---- ENTRIES SUPPLIED

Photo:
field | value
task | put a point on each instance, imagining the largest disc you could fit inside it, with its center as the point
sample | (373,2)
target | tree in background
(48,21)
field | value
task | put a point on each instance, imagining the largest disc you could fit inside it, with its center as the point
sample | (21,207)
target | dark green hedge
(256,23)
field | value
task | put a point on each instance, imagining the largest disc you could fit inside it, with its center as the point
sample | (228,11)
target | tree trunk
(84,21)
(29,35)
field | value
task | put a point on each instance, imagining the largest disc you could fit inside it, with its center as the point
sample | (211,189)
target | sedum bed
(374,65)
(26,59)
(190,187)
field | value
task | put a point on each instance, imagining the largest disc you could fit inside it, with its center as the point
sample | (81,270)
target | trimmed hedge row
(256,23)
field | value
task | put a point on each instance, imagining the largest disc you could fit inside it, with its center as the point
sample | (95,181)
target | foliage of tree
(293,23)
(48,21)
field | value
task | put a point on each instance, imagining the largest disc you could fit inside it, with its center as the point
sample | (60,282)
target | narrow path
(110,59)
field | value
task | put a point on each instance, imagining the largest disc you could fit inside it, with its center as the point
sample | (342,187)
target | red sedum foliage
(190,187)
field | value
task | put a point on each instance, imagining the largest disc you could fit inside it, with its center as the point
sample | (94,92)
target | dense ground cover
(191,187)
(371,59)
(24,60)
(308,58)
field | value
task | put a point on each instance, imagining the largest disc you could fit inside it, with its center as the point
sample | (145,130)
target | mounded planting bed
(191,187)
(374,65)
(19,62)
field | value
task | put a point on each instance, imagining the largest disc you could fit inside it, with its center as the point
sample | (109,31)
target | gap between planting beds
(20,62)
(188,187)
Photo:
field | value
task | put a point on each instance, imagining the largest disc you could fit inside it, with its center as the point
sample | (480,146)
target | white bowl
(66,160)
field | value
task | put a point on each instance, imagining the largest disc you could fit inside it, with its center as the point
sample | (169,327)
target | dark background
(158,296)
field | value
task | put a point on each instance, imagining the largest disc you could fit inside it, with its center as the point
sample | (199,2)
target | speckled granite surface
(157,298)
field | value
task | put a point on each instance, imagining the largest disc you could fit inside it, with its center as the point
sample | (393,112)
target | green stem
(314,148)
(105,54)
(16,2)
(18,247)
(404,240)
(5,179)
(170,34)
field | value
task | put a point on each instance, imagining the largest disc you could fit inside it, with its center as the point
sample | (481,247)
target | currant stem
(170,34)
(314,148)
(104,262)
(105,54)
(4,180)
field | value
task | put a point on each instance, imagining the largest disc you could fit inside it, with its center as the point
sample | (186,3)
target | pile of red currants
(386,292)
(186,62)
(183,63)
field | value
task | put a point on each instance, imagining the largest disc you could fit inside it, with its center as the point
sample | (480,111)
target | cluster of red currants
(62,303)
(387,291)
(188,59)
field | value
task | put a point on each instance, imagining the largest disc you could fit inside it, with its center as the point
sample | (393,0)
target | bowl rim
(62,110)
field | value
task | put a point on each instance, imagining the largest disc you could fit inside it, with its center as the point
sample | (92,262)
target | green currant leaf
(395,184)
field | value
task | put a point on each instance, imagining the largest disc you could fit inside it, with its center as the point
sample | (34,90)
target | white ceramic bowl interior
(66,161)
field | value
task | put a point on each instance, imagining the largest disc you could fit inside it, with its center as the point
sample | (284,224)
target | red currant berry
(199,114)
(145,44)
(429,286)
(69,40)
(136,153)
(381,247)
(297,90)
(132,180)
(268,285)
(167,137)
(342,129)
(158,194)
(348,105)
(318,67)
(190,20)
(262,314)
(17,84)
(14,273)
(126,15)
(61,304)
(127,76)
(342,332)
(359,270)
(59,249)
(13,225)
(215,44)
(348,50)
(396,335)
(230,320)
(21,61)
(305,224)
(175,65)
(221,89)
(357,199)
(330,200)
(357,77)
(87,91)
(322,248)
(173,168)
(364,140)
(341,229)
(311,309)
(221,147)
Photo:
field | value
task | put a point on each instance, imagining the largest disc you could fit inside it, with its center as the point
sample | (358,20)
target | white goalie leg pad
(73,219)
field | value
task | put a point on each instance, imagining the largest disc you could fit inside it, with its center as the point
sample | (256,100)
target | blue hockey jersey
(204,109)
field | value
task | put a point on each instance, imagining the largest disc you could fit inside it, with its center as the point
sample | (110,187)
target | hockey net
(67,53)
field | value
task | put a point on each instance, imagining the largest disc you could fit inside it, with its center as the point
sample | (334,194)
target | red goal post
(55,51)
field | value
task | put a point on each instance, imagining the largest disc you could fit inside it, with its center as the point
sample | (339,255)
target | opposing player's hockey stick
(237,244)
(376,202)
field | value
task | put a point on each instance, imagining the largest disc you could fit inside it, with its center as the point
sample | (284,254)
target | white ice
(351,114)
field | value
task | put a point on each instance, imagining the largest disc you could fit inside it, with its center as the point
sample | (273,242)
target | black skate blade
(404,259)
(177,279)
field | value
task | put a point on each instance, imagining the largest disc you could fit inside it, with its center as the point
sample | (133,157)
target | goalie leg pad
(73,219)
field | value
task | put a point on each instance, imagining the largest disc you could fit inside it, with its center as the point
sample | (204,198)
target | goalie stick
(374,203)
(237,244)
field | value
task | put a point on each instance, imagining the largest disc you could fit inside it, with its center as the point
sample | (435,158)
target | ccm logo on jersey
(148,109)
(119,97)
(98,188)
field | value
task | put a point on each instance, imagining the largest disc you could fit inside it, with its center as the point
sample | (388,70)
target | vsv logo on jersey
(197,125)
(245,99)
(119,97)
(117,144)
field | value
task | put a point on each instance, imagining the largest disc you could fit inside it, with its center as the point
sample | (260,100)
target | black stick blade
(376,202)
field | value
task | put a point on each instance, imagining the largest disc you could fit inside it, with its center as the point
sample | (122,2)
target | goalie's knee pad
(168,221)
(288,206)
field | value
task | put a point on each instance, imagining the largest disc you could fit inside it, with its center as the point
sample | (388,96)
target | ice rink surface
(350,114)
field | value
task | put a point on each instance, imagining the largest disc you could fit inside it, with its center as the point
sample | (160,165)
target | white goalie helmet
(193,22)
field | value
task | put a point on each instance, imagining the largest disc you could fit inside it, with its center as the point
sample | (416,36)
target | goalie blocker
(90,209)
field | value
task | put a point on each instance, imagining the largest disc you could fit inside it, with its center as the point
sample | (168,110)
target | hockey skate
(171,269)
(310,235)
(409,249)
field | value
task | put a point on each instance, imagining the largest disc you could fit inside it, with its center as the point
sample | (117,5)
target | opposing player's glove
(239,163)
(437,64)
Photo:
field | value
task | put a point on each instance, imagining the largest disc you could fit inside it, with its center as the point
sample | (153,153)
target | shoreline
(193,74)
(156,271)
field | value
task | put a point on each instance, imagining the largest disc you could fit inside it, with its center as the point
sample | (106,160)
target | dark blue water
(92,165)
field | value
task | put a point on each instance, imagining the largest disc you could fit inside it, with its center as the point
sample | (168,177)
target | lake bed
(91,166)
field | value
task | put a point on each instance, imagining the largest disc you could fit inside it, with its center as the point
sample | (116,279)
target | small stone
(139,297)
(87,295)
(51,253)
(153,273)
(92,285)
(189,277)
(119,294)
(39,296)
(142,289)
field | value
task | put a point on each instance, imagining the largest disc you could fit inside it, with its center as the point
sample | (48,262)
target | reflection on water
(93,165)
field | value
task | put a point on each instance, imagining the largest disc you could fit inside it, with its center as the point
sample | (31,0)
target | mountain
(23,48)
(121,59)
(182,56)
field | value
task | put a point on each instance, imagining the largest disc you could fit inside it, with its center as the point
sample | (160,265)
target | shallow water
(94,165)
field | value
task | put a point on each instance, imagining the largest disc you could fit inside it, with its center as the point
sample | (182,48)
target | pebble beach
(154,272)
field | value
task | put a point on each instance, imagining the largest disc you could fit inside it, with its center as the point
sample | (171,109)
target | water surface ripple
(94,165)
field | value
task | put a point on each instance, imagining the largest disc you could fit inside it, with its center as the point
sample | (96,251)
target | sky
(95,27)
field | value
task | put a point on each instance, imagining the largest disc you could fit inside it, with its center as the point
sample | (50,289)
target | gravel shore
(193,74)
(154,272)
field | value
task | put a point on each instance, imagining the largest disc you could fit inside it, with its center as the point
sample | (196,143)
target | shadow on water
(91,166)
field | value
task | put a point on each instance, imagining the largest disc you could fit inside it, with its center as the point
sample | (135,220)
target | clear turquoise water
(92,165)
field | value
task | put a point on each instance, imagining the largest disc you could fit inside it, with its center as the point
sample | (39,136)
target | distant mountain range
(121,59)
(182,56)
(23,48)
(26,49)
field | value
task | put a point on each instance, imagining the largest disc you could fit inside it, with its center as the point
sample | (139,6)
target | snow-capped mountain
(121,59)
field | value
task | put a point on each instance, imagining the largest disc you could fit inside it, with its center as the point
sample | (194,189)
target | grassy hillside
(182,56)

--------

* _GOAL_
How many lines in the records above contain the word "currants"? Reply with the number alone.

* _EXERCISE OUTPUT_
2